▸ Arbeitsauftrag 1
Mit wie vielen Jahren ist Maria Branyas Morera laut Übungstext verstorben?
▸ Arbeitsauftrag 2
Bitte geben Sie den Übungstext ab „Vor ihrem Tod“ bis einschließlich „mit ORF Wissen.“ wortgetreu wieder.

▸ Übungstext
──────
Maria Branyas Morera ist im Jahr 1907 auf die Welt gekommen. Mit acht Jahren ist sie mit ihrer Familie aus den USA nach Katalonien übersiedelt. Dort hat sie nicht nur zwei Weltkriege und den Spanischen Bürgerkrieg miterlebt, sondern auch die Spanische Grippe und später die Corona-Pandemie durchgestanden. Im Jahr 2023 wurde sie als ältester lebender Mensch der Welt ausgezeichnet, diesen Titel hat sie aber nur rund eineinhalb Jahre getragen, bevor sie mit 117 Jahren verstorben ist.
Vor ihrem Tod half sie allerdings noch einem Forschungsteam, mehr über die Gründe für ihr langes Leben herauszufinden. "Wir suchen in der Forschung schon lange nach einer Erklärung, warum es Menschen gibt, die gesünder und sozusagen besser altern als andere", sagt Eloy Santos vom José Carrera Forschungsinstitut in Barcelona im Gespräch mit ORF Wissen.
Die entnommenen Proben wurden dann ganz genau und mit unterschiedlichsten Methoden untersucht. "Wir haben das gesamte Spektrum ihres Genoms, ihres Transkriptoms (mRNA), ihres Mikrobioms (Mikroorganismen) und vieles mehr untersucht und haben die Ergebnisse dann mit den Daten von anderen sehr alten Menschen verglichen", so Santos. Die genauen Erkenntnisse werden aktuell vom Forschungsteam in einer Studie im Fachjournal "Cell Reports Medicine" vorgestellt.
Schon die Genetik von Maria Branyas Morera hat Besonderheiten gezeigt, die ihr beim gesunden Altern geholfen haben könnten. "Wir haben in den Proben einige genetische Varianten gefunden, die es so bei keiner anderen Person gibt – zumindest nicht in der europäischen Bevölkerung. Das allein ist etwas sehr Außergewöhnliches." Dazu zählen Merkmale, die mit bestimmten Schutzfunktionen im Gehirn und Herz zu tun haben, sowie auffallend niedrige Entzündungswerte. Ihr biologisches Alter war laut epigenetischen Markern sogar zehn bis fünfzehn Jahre jünger als ihr tatsächliches Alter.
──────
▸ Bereitgestelltes Material
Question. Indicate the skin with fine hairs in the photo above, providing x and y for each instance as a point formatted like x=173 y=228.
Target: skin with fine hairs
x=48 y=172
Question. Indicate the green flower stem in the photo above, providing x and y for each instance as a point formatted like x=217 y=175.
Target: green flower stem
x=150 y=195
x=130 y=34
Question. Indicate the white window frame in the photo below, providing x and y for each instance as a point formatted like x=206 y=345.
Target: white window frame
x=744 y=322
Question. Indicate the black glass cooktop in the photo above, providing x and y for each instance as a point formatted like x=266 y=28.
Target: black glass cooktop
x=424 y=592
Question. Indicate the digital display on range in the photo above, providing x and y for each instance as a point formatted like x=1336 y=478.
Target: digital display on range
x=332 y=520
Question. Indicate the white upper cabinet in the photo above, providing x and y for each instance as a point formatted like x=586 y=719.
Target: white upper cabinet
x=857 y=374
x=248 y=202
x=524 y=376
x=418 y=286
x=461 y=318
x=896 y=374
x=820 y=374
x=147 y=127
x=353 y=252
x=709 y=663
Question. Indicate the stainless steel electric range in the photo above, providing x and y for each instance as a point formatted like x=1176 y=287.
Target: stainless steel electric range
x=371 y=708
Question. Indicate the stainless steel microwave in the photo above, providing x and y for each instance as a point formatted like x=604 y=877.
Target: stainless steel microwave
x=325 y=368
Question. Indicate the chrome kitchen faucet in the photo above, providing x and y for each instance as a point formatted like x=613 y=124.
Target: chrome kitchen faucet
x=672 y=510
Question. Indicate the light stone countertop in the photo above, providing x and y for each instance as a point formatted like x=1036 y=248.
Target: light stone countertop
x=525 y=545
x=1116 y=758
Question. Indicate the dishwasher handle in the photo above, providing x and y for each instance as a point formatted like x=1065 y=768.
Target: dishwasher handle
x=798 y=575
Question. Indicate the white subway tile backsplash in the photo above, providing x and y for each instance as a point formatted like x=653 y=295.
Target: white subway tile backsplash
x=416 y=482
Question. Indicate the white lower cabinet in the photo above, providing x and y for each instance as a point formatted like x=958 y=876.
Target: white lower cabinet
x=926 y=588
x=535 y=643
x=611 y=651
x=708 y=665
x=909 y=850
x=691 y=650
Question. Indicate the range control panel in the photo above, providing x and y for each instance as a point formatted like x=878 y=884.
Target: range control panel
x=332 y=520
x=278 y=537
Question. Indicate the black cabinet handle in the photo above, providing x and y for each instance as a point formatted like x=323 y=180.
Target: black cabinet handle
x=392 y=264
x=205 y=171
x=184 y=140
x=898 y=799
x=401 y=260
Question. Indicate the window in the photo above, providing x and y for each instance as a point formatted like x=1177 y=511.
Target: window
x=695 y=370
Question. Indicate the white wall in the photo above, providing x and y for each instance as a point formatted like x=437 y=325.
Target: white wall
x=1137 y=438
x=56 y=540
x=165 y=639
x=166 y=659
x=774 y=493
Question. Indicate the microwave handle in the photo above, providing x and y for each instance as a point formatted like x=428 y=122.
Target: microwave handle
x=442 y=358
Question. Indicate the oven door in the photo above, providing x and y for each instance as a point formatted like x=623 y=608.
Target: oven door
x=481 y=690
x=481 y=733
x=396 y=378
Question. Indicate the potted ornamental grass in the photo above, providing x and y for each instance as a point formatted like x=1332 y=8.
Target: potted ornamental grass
──────
▸ Antwortbereich 1
Mit 117 Jahren.

▸ Antwortbereich 2
Vor ihrem Tod half sie allerdings noch einem Forschungsteam, mehr über die Gründe für ihr langes Leben herauszufinden. "Wir suchen in der Forschung schon lange nach einer Erklärung, warum es Menschen gibt, die gesünder und sozusagen besser altern als andere", sagt Eloy Santos vom José Carrera Forschungsinstitut in Barcelona im Gespräch mit ORF Wissen.